Work instructions:
Turn the records below into a numbered list with one line per item. Skip blank lines and leave the pictures out.

Records supplied:
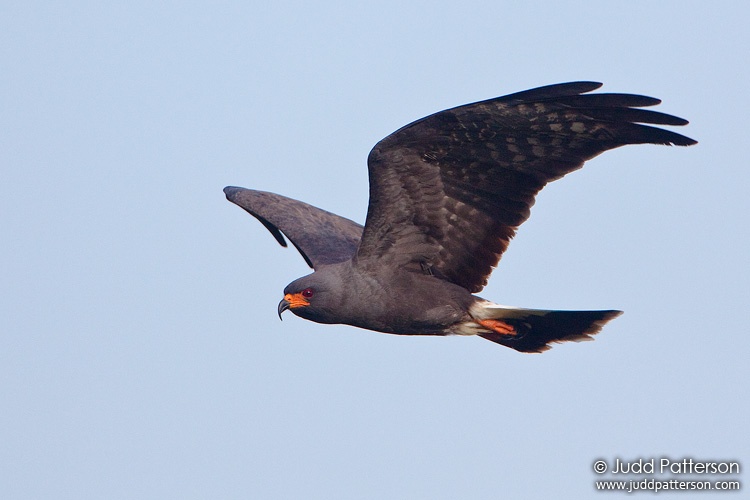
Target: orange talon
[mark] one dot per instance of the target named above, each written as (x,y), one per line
(498,326)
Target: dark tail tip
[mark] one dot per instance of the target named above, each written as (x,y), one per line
(535,333)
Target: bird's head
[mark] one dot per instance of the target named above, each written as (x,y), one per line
(311,297)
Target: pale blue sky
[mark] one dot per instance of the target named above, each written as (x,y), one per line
(141,355)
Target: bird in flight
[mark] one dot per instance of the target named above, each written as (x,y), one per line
(447,194)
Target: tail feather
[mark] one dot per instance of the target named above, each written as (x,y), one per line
(535,329)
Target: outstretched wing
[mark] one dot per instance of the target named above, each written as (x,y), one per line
(321,237)
(448,192)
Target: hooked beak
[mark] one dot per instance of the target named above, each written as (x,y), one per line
(283,306)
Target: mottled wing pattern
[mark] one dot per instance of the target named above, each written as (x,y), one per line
(448,192)
(321,237)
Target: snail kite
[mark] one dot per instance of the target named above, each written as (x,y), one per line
(447,194)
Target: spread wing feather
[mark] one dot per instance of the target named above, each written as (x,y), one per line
(448,191)
(321,237)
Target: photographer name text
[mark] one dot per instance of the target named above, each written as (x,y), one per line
(667,465)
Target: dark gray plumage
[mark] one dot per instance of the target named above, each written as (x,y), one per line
(447,194)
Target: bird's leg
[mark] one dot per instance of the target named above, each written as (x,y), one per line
(498,326)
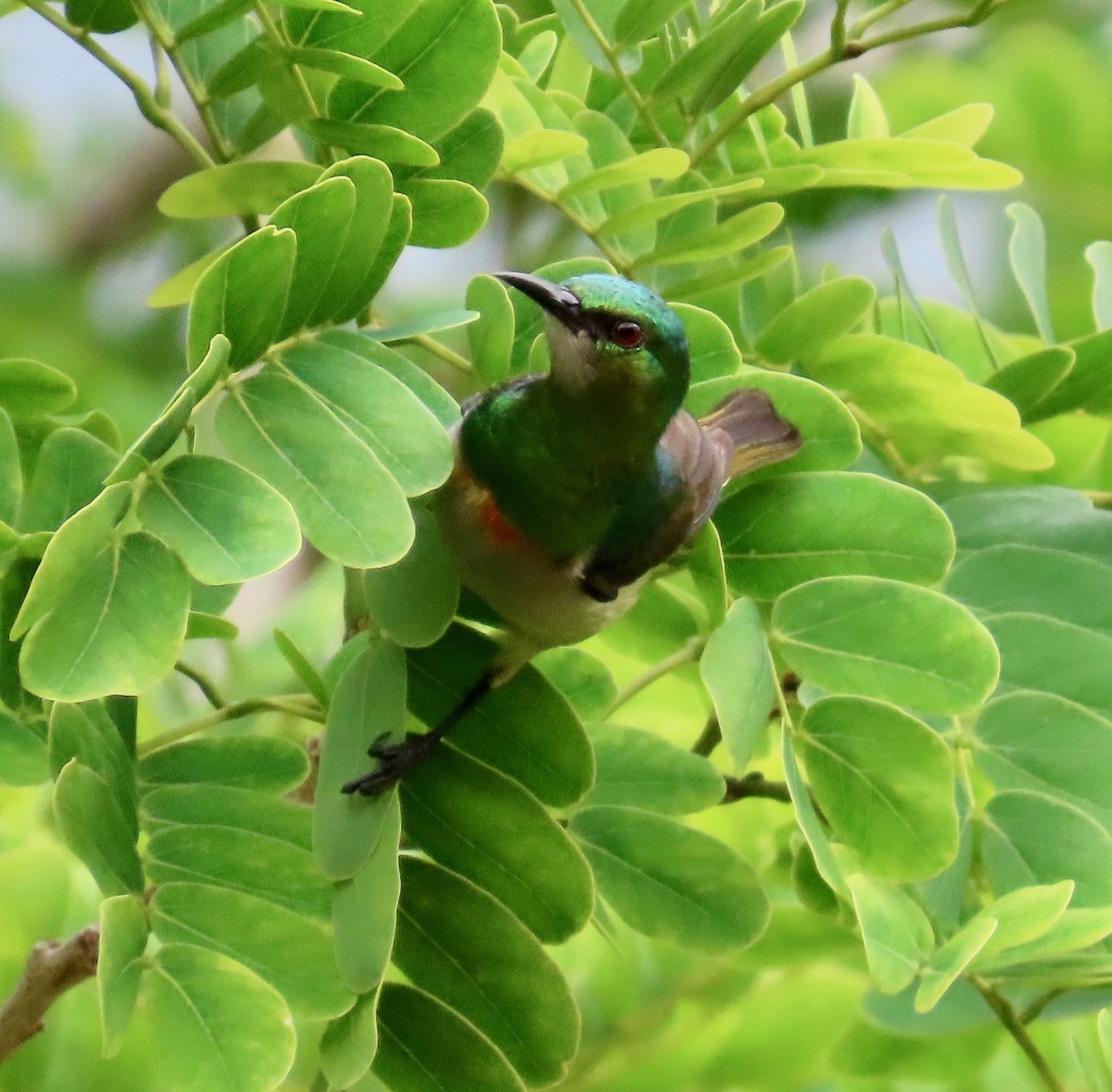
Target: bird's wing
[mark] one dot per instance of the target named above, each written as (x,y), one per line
(740,434)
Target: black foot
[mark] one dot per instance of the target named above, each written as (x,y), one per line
(395,761)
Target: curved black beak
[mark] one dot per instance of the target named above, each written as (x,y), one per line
(557,300)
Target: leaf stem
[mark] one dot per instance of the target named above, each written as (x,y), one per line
(611,54)
(442,351)
(850,48)
(204,684)
(1013,1025)
(299,705)
(688,653)
(145,99)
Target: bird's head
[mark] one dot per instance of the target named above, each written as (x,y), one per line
(614,337)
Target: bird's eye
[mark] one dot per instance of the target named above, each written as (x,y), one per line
(628,335)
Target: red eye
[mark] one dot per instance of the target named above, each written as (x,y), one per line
(628,335)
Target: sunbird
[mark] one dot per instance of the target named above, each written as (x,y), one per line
(571,486)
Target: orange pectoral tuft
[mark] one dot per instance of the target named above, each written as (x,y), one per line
(499,529)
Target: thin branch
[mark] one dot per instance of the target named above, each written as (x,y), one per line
(755,786)
(687,654)
(709,740)
(1015,1028)
(51,970)
(851,48)
(204,684)
(294,705)
(145,98)
(611,54)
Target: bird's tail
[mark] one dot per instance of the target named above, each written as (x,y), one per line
(759,434)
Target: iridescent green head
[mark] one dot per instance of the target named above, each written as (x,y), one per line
(613,338)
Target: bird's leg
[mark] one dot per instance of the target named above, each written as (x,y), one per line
(396,759)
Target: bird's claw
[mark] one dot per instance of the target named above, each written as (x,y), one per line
(395,761)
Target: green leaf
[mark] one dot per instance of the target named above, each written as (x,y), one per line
(386,143)
(94,828)
(750,48)
(490,339)
(123,934)
(348,504)
(738,672)
(1022,917)
(723,239)
(445,52)
(524,729)
(349,1043)
(656,163)
(415,600)
(1027,250)
(1030,839)
(885,781)
(376,411)
(118,631)
(321,218)
(236,189)
(293,953)
(827,311)
(898,935)
(539,148)
(244,296)
(88,734)
(709,572)
(365,908)
(29,388)
(796,527)
(215,1025)
(485,826)
(227,525)
(951,959)
(1030,380)
(889,641)
(670,881)
(373,240)
(240,859)
(712,56)
(1046,743)
(22,753)
(426,1048)
(68,555)
(370,701)
(68,474)
(638,19)
(346,65)
(446,212)
(229,806)
(867,119)
(461,946)
(1099,255)
(267,764)
(637,768)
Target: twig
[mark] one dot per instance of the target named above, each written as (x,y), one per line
(687,654)
(754,785)
(145,98)
(710,739)
(1015,1028)
(204,684)
(51,970)
(294,705)
(611,54)
(850,48)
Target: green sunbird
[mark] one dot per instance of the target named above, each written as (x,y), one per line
(571,486)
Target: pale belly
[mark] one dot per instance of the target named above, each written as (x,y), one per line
(539,600)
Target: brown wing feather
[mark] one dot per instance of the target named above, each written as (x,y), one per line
(740,434)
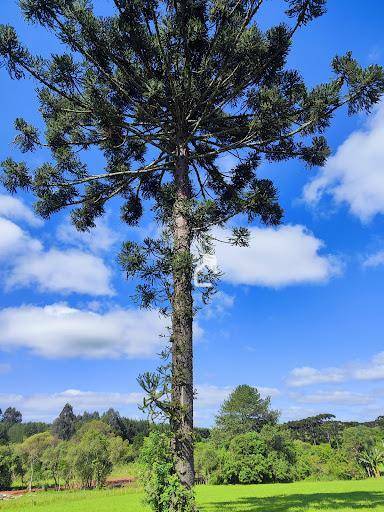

Written answer:
1. Target: orange talon
2. [mark] one dot per instance of the target named above, each written as (x,y), one per line
3. (498,326)
4. Target: dark tail tip
5. [mark] one dot per instance of the target named above, each written as (x,y), one per line
6. (535,333)
7. Target: bird's head
8. [mark] one dot per instance of the target named above, each written as (x,y), one per line
9. (311,297)
10. Target: pale blue sky
11. [mark] one dot per instance of the target named above, each written as (x,y), one per line
12. (141,355)
13. Target: bird in flight
14. [mark] one dot per instance of the target named above, each written as (x,y), one per line
15. (447,194)
16. Target: tail feather
17. [mark] one dot per instance of the target named above, each written as (x,y), one per line
18. (535,329)
19. Target: outstretched wing
20. [mark] one dot per instance of the target named above, each written as (x,y), one per line
21. (321,237)
22. (448,192)
23. Target: hooked beak
24. [mark] one dot per instance of the target named above, each written as (x,y), one per line
25. (283,306)
26. Target: mottled wing pattern
27. [mark] one dot per instance of the target named above, each written as (x,y), one per line
28. (448,192)
29. (321,237)
30. Target: snail kite
31. [mark] one dot per instance of the target named above, each written as (x,y), one per line
32. (447,194)
33. Target: spread wing feather
34. [mark] one dot per instance of the target named above, each written as (x,y), one per line
35. (448,191)
36. (321,237)
37. Target: photographer name text
38. [mark] one dot per instance of the target named above, each written as (x,y), one per line
39. (667,465)
40. Target: dark gray plumage
41. [mark] one dot per instance of the target named above, each written as (x,y), one per line
42. (447,194)
43. Target: bird's leg
44. [mark] one dot per instance of the target named above, each written as (x,y), one per line
45. (498,326)
46. Target: bird's wing
47. [mark] one dot per instance of the target named above, each written as (x,y), one per line
48. (740,434)
49. Target: black foot
50. [mark] one dot per instance of the target named above, each written as (x,y), one per line
51. (395,761)
52. Target: curved black beak
53. [mark] one dot per instance of the target named above, each written as (x,y), one per line
54. (557,300)
55. Target: leaf stem
56. [mark] one dot per instance of the target named above, each written as (x,y), one per line
57. (611,54)
58. (442,351)
59. (850,48)
60. (204,684)
61. (1013,1025)
62. (299,705)
63. (688,653)
64. (145,99)
65. Target: bird's head
66. [mark] one dot per instance of the target named above, each written as (x,y), one per line
67. (614,337)
68. Target: bird's eye
69. [mark] one dot per instance of the target named above, each written as (x,y), one per line
70. (628,335)
71. Target: red eye
72. [mark] one dot per instance of the target named above, each written as (x,y), one per line
73. (628,335)
74. Target: sunbird
75. [mark] one dot per instance of the target named above, each written as (x,y), one per line
76. (571,486)
77. Target: orange pectoral tuft
78. [mark] one dot per instance of the target named above, each written as (x,y), one per line
79. (499,529)
80. Target: thin branch
81. [mark] one dot per instance of the target named above, each written as (x,y), one per line
82. (755,786)
83. (687,654)
84. (709,740)
85. (1015,1028)
86. (51,970)
87. (851,48)
88. (204,684)
89. (294,705)
90. (145,98)
91. (611,54)
92. Target: bird's tail
93. [mark] one dot per instance of the target named above, each written as (x,y), one per line
94. (759,434)
95. Target: iridescent green head
96. [mark] one dot per instance of the target named above, each written as (x,y), one per line
97. (613,338)
98. Target: bird's leg
99. [mark] one dot per instance of the target named above, each written as (x,y), one per line
100. (396,759)
101. Target: bird's claw
102. [mark] one dot per instance of the target named above, each written as (x,y), one per line
103. (395,761)
104. Target: green leaf
105. [mark] one dot per instance of the target named above, each written as (x,y), one per line
106. (386,143)
107. (94,828)
108. (750,48)
109. (490,339)
110. (123,934)
111. (348,504)
112. (738,672)
113. (1022,917)
114. (723,239)
115. (445,52)
116. (524,729)
117. (349,1043)
118. (656,163)
119. (415,600)
120. (1027,250)
121. (1030,839)
122. (885,781)
123. (376,411)
124. (118,631)
125. (321,218)
126. (236,189)
127. (293,953)
128. (827,311)
129. (898,935)
130. (539,148)
131. (244,296)
132. (88,734)
133. (709,572)
134. (365,908)
135. (29,388)
136. (796,527)
137. (215,1025)
138. (485,826)
139. (227,525)
140. (951,959)
141. (1030,380)
142. (889,641)
143. (670,881)
144. (373,240)
145. (240,859)
146. (712,56)
147. (1046,743)
148. (22,753)
149. (426,1048)
150. (68,555)
151. (370,701)
152. (68,474)
153. (638,19)
154. (346,65)
155. (446,212)
156. (229,806)
157. (867,119)
158. (461,946)
159. (1099,255)
160. (267,764)
161. (637,768)
162. Target: twig
163. [mark] one dot per instance of the target named above, each written as (x,y), one per line
164. (687,654)
165. (754,785)
166. (145,98)
167. (710,739)
168. (1015,1028)
169. (204,684)
170. (51,970)
171. (294,705)
172. (611,54)
173. (850,48)
174. Target: green sunbird
175. [mark] one dot per instance of the target named above, each written as (x,y), one per line
176. (571,486)
177. Target: pale belly
178. [mark] one dot per instance of the target named above, each written as (x,y), one per line
179. (539,600)
180. Target: brown wing feather
181. [mark] one dot per instance of the target named above, each written as (x,y), one per line
182. (740,434)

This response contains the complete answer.